**** Material to process

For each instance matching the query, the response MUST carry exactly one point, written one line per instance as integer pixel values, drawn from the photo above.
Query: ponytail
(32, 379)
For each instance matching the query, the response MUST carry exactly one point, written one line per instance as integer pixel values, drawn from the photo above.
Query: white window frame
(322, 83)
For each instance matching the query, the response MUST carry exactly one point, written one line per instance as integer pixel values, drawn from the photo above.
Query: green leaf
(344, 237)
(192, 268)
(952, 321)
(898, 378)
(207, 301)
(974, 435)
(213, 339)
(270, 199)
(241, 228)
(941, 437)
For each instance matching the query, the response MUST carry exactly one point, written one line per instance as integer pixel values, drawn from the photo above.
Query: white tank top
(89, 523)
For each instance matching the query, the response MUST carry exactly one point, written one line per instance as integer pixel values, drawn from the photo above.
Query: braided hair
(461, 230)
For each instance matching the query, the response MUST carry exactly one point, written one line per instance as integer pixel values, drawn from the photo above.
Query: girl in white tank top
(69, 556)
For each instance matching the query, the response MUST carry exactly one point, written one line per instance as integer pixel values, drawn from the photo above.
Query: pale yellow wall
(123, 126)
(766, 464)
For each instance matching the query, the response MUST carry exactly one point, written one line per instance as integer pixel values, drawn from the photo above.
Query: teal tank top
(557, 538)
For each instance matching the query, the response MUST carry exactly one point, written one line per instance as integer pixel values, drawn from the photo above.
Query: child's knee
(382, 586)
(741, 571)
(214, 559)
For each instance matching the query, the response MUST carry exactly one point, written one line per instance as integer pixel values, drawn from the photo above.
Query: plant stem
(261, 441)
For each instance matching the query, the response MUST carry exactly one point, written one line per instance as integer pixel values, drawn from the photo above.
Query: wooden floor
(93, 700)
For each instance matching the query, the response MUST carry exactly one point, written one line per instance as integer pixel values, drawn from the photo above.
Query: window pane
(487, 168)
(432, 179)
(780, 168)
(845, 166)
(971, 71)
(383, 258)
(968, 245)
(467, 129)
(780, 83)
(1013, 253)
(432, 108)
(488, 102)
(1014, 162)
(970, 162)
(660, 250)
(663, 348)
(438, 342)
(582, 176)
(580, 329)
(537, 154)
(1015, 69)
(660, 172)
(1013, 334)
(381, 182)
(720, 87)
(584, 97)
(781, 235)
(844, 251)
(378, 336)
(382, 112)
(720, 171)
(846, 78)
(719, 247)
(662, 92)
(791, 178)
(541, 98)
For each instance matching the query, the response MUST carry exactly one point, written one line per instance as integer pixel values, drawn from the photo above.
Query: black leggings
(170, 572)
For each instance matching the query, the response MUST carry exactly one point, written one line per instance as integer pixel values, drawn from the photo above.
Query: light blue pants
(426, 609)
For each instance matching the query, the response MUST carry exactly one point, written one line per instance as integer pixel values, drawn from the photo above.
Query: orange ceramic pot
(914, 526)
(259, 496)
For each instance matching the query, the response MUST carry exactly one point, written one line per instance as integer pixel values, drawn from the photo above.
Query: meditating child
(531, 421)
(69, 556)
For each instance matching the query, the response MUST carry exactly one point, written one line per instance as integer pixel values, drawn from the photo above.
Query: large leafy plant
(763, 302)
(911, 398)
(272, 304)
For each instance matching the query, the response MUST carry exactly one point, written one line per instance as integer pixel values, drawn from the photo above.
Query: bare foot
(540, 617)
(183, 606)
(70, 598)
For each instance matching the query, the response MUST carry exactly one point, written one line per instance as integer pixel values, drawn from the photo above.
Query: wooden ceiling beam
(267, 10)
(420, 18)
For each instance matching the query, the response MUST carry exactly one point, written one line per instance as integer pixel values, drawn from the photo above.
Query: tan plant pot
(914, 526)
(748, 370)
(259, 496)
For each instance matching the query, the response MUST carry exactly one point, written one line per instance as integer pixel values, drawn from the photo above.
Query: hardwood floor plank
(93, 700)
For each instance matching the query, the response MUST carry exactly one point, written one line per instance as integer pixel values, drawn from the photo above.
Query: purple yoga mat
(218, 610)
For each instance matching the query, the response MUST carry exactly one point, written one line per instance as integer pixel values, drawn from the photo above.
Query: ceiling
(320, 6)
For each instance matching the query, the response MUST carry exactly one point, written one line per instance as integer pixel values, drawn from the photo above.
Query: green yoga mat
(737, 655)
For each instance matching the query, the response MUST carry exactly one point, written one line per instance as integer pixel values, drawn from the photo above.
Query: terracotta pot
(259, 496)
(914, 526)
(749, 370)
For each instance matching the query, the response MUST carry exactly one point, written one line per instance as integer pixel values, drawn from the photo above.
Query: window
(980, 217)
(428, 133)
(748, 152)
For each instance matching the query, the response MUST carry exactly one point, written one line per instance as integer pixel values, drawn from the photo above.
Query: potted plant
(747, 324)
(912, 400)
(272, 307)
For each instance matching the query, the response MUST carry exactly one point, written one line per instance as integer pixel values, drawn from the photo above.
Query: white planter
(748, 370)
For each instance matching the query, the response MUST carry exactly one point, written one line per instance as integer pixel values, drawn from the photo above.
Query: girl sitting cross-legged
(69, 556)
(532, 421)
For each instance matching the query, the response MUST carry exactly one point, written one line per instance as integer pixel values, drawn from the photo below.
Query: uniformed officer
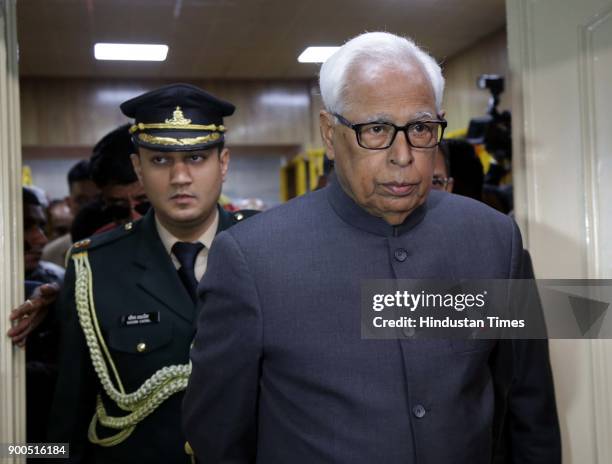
(128, 306)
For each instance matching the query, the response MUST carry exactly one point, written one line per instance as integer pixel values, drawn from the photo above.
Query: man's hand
(32, 312)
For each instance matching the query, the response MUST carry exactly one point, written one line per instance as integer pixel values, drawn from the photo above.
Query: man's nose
(400, 152)
(180, 174)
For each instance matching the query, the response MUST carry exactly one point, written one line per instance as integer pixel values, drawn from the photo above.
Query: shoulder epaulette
(102, 239)
(243, 214)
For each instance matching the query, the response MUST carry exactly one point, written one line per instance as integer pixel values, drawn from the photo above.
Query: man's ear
(135, 158)
(224, 160)
(327, 126)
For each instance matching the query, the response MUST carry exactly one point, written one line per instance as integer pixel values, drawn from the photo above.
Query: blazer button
(419, 411)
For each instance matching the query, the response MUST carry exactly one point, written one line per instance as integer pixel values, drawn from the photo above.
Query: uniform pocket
(140, 339)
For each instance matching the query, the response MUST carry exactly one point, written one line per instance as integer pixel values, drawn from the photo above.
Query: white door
(561, 71)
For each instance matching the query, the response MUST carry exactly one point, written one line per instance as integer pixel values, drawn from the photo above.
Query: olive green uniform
(127, 286)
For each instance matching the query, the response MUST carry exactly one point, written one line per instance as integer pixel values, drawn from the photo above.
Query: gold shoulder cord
(155, 390)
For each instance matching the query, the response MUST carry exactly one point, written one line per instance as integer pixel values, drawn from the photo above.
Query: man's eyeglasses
(380, 135)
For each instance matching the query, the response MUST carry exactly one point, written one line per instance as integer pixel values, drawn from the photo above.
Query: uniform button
(419, 411)
(400, 255)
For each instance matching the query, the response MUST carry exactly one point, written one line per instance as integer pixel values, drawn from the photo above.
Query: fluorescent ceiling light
(316, 54)
(130, 52)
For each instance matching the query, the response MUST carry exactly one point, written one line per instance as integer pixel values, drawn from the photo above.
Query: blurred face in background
(441, 179)
(125, 202)
(183, 186)
(60, 219)
(34, 237)
(81, 193)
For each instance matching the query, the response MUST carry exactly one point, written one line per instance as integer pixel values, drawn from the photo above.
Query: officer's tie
(186, 254)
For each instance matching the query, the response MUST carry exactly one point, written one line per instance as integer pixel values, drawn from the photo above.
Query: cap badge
(178, 118)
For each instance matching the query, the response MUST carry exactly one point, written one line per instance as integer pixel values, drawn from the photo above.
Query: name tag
(140, 319)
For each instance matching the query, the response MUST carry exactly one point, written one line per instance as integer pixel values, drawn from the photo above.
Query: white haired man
(281, 373)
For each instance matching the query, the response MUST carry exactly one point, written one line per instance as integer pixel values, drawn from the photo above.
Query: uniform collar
(356, 216)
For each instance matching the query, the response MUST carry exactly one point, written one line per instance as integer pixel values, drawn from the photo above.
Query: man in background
(125, 407)
(82, 190)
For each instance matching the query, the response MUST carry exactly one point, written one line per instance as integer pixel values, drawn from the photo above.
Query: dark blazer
(282, 375)
(132, 274)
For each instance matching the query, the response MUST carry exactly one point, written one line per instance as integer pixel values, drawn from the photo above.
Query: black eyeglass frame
(397, 129)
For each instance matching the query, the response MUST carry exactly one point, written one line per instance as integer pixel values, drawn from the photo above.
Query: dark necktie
(186, 254)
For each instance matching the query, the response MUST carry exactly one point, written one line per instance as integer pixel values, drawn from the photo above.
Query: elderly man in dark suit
(281, 373)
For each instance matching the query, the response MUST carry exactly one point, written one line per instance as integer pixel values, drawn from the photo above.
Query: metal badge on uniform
(140, 319)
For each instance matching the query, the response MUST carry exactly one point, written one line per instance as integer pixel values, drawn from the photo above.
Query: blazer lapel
(159, 277)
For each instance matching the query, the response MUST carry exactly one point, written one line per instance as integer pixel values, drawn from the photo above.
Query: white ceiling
(233, 38)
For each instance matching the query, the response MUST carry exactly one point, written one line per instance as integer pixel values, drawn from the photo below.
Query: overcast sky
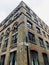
(40, 7)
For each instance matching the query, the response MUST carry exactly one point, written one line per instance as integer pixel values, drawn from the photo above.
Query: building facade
(24, 38)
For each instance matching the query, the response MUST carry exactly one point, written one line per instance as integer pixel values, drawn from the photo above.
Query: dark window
(28, 14)
(45, 58)
(41, 42)
(14, 38)
(2, 60)
(7, 33)
(4, 26)
(28, 9)
(9, 21)
(34, 58)
(34, 15)
(29, 24)
(16, 15)
(41, 25)
(36, 21)
(47, 43)
(6, 43)
(48, 36)
(0, 40)
(31, 37)
(13, 58)
(44, 33)
(15, 28)
(38, 30)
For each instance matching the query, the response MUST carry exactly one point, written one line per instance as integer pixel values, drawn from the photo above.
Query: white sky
(40, 7)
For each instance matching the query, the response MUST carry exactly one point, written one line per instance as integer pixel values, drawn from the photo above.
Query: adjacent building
(24, 38)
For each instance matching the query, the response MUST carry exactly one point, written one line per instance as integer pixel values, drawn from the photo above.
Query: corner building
(24, 38)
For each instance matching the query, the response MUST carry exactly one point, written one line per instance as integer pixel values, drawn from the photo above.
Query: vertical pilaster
(40, 58)
(21, 48)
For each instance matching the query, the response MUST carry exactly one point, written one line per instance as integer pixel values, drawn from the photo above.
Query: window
(14, 38)
(9, 21)
(16, 15)
(47, 43)
(7, 33)
(48, 36)
(45, 58)
(0, 40)
(28, 9)
(41, 25)
(4, 26)
(44, 33)
(41, 42)
(34, 15)
(2, 60)
(28, 14)
(15, 28)
(34, 58)
(29, 24)
(36, 21)
(38, 30)
(31, 37)
(13, 58)
(6, 43)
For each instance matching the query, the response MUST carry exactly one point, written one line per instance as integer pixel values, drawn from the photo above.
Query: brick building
(24, 38)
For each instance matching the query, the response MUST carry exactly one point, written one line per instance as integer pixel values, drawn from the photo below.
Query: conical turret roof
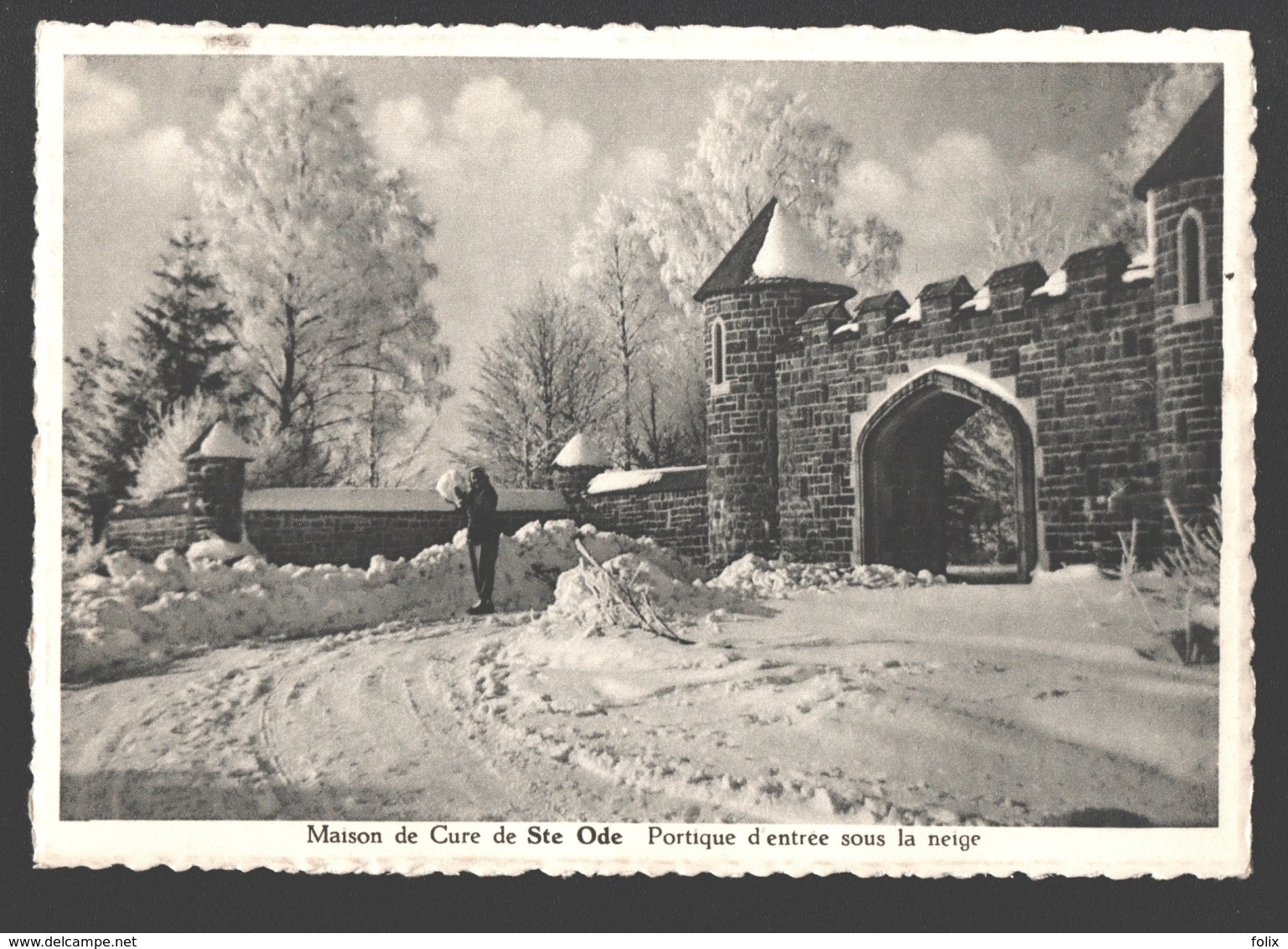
(220, 441)
(776, 248)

********

Exercise details → Pictures are not part of the copy. Extract exactly the lines from the line containing "Query: brick building" through the final line of the entries above, both included.

Exercise output →
Query: brick building
(24, 38)
For each instance matching the query, the response MUST carry exactly one point, written one line per instance as integer pixel values, drawn from the photo below.
Query: conical turret roof
(220, 441)
(776, 248)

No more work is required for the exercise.